Express the entries below as a JSON list of strings, with one string for each line and no blank lines.

**MATERIAL PROVIDED**
## start
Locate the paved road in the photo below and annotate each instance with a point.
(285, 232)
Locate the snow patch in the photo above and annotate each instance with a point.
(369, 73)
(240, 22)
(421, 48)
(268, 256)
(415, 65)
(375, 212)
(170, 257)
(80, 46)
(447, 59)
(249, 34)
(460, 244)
## end
**RESULT OF THE EXERCISE**
[
  "Locate the paved road in the photo below and annotate each instance with a point.",
  "(285, 232)",
  "Locate the snow patch in the photo above and annotate each instance with a point.",
  "(369, 73)",
  "(240, 22)",
  "(421, 48)",
  "(268, 256)",
  "(415, 65)",
  "(375, 212)",
  "(170, 257)",
  "(80, 46)",
  "(447, 59)",
  "(249, 34)",
  "(460, 244)"
]